--- Text under study ---

Because women have unique risk factors and symptoms, they may need heart care designed to address their needs. Directed by UAB cardiologist Salpy Pamboukian, M.D., the UAB Women’s Heart Health Clinic at The Kirklin Clinic will evaluate and manage women while addressing the distinct concerns of women with heart disease. In collaboration with other renowned UAB cardiac experts like hypertension specialist Suzanne Oparil, M.D., and interventional cardiologist Brigitta Brott, M.D., women will have full access to UAB Cardiology’s diagnostic and therapeutic services.
Women typically experience different symptoms from men during heart attacks. Symptoms include sweating, pressure, nausea and jaw pain. These symptoms may often be brushed off as the flu, stress or menopause; but Pamboukian says that, when it comes to heart disease, there is no reason to be passive about these symptoms.
“Despite the fact there is plenty of public information about heart disease, many women are not receiving the message that heart disease is still the top cause of death in the United States,” Pamboukian said. “A lot of women put off getting the kind of medical care they need.” Pamboukian believes there is a lack of understanding in the medical community of how heart disease can affect women.
“Whatever the reason, delays in diagnosis give the disease time to advance,” she said.
According to the National Heart, Lung and Blood Institute, 23 percent of women will die within one year after having a heart attack, and within six years of having a heart attack, nearly 46 percent of women become disabled with heart failure. Two-thirds of women who have a heart attack fail to make a full recovery.
Pamboukian says that, for women in midlife, taking action is particularly important. Once a woman reaches menopause, her risks of heart disease and heart attack jump dramatically. One in eight women between the ages of 45 and 64 has some form of heart disease, and this increases to one in four women older than 65.
“We want our clinic to be the entry point for women who need our services,” she said. “Based on what we find in the initial consultation, we will direct the patient to the appropriate testing. If the patient is diagnosed with a heart issue, we will take the next step for treatment.”
The clinic will accept referrals from outside Birmingham to ensure women can get the care they need if services are not available in their area.
“The time is right for a clinic like this in our area,” Pamboukian said.

--- Entries provided ---

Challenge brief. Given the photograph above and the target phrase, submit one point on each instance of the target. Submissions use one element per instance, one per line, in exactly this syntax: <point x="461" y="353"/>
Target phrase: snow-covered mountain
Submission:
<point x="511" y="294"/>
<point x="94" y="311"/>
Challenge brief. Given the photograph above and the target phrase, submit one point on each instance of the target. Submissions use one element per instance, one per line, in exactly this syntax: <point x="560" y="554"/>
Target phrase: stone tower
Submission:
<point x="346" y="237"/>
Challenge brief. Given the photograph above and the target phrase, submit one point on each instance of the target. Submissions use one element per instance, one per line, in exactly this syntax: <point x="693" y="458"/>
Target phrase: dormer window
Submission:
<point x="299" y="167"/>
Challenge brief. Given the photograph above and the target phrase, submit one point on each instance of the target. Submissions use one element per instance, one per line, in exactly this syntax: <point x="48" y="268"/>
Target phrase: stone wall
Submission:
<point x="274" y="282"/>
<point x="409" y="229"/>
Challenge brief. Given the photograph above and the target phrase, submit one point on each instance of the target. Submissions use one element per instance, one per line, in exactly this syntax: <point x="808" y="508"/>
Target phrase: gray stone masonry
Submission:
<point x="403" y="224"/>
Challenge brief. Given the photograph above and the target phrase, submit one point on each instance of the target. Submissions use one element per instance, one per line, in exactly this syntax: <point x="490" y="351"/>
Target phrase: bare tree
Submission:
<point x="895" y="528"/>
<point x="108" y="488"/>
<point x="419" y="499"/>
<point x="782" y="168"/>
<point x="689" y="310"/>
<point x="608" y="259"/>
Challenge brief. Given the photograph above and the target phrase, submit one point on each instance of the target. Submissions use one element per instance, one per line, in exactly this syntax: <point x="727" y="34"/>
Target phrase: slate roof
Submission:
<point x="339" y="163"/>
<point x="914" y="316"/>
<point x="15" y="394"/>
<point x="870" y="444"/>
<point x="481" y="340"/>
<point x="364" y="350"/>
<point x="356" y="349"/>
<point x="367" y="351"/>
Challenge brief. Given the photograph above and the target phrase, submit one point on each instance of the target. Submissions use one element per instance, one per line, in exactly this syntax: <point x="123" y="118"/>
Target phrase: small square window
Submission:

---

▶ [Your objective] Copy the women's heart clinic article between "According to the" and "a full recovery.", inclusive, changing "disabled" to "incapacitated".

▶ [Answer space]
According to the National Heart, Lung and Blood Institute, 23 percent of women will die within one year after having a heart attack, and within six years of having a heart attack, nearly 46 percent of women become incapacitated with heart failure. Two-thirds of women who have a heart attack fail to make a full recovery.